* Begin *

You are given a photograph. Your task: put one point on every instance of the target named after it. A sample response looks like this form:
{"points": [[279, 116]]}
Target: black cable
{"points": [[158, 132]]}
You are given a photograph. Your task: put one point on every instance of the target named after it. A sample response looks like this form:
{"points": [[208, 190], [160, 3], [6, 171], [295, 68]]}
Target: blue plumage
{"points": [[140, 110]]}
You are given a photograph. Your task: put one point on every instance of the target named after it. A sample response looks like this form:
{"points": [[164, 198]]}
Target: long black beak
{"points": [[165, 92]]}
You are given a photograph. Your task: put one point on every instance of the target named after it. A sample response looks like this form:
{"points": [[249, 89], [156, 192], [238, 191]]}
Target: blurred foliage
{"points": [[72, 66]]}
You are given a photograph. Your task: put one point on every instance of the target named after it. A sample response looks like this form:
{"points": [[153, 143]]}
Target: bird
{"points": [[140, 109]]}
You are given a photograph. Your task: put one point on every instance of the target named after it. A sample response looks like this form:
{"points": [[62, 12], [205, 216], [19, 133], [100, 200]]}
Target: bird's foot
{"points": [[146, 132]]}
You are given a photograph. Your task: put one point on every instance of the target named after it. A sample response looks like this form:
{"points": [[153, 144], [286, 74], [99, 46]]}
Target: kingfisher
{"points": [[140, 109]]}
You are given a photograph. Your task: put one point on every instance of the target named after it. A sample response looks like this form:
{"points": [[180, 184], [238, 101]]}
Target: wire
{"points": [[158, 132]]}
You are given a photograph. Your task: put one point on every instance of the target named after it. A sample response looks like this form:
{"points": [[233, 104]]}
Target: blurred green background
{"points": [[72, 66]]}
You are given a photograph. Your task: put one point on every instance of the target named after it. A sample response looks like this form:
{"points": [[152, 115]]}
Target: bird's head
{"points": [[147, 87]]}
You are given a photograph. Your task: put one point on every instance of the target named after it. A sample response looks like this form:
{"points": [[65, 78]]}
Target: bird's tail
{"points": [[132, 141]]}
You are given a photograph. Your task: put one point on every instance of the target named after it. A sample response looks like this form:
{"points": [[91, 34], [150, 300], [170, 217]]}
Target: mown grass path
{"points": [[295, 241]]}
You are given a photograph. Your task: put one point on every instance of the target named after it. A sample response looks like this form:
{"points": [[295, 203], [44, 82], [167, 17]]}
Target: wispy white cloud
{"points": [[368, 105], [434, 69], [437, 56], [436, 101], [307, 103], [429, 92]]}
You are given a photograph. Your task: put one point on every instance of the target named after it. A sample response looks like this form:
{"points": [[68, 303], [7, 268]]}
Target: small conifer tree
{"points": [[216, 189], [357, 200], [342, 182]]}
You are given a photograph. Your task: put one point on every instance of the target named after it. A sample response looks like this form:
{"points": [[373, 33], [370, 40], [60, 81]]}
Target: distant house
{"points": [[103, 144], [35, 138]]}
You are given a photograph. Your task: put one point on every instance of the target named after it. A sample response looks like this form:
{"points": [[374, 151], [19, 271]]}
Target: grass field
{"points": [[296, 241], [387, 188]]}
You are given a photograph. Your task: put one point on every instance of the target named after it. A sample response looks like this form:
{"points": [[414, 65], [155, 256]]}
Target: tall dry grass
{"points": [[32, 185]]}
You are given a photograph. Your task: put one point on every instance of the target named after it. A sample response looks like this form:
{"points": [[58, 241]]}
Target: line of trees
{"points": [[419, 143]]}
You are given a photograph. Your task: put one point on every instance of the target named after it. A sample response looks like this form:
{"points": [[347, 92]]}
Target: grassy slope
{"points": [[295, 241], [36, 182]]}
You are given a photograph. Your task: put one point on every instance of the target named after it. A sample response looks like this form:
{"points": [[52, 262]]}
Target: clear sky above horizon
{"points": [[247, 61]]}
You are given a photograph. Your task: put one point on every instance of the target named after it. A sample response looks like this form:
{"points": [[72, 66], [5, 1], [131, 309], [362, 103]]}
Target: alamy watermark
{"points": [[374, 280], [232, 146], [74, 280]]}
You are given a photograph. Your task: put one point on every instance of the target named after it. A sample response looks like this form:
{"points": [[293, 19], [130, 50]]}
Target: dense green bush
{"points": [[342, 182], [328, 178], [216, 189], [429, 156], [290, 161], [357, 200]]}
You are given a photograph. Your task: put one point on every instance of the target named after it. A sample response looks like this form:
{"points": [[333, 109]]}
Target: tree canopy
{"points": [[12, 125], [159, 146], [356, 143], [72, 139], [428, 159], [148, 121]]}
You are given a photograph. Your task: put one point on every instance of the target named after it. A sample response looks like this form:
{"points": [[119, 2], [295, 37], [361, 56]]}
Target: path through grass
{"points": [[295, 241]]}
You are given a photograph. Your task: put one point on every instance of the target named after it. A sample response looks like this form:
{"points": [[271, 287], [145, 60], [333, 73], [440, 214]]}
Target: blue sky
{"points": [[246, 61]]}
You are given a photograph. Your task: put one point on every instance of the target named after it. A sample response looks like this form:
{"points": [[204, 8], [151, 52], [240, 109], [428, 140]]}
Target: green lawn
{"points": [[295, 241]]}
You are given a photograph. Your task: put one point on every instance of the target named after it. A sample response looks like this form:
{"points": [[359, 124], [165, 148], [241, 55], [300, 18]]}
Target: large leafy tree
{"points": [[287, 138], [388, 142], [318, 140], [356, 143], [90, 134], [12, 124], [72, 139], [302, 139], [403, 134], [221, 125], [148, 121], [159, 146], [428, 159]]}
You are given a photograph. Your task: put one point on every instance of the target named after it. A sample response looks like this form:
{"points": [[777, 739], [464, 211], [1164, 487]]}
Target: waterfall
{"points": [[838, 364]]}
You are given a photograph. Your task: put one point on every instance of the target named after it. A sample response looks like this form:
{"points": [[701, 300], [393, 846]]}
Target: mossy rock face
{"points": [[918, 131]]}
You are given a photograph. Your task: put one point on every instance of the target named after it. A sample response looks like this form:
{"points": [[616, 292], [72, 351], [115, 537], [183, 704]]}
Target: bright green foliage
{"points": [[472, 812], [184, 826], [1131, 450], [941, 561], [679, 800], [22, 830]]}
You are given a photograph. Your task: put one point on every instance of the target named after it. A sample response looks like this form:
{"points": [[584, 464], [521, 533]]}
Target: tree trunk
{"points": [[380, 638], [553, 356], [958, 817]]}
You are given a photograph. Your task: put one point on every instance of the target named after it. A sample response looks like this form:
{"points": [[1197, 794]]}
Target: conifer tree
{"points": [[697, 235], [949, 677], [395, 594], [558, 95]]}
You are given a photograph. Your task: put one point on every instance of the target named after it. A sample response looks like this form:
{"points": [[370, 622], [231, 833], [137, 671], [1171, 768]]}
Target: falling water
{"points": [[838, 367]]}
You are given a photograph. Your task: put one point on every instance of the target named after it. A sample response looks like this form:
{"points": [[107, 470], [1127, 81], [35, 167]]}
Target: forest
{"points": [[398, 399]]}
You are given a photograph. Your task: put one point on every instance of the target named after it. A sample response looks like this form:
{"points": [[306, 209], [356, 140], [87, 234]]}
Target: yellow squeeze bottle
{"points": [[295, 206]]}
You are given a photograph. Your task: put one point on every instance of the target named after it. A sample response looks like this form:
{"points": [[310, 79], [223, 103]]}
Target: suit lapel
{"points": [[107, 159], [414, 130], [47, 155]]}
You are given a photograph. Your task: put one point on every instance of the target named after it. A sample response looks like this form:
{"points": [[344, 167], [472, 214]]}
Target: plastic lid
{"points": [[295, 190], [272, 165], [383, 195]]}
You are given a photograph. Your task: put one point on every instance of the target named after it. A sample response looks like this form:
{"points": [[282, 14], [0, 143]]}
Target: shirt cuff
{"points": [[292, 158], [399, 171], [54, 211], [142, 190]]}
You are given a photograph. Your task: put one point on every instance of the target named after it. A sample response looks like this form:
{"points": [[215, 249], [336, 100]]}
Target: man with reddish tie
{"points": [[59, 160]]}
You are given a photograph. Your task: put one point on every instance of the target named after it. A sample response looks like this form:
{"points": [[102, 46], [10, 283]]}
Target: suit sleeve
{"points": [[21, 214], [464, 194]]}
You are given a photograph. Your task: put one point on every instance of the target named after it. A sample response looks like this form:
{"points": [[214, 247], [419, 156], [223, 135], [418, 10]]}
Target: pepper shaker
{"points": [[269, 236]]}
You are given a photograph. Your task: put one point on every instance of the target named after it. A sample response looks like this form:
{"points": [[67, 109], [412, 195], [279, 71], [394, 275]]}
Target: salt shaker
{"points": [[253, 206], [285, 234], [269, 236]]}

* End *

> PROBLEM DESCRIPTION
Return each line of the listing above that contains the word "foliage", copying every such line in full.

> PROBLEM SOLUTION
Target: blurred foliage
Target: bright green foliage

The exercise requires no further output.